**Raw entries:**
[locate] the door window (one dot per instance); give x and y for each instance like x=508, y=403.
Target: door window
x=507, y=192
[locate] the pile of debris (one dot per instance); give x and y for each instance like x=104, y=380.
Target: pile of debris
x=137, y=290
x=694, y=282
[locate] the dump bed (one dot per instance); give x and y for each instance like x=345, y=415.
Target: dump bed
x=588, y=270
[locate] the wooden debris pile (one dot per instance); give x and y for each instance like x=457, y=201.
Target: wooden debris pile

**Short problem:**
Can you write out every line of the entries again, requests included, adding 137 to each x and y coordinate in the answers?

**Correct result:**
[locate] the door window (one dot per instance); give x and y for each instance like x=508, y=403.
Target: door window
x=644, y=329
[locate] the pile of debris (one dot per instance); give x and y for each instance like x=104, y=380.
Target: pile of debris
x=274, y=427
x=831, y=419
[locate] the dump bed (one dot per instance); give x and y for each instance like x=345, y=415.
Target: dump bed
x=725, y=407
[locate] the wooden debris pile (one dot per instance); give x and y for each instance like x=457, y=201.
Target: wooden debris pile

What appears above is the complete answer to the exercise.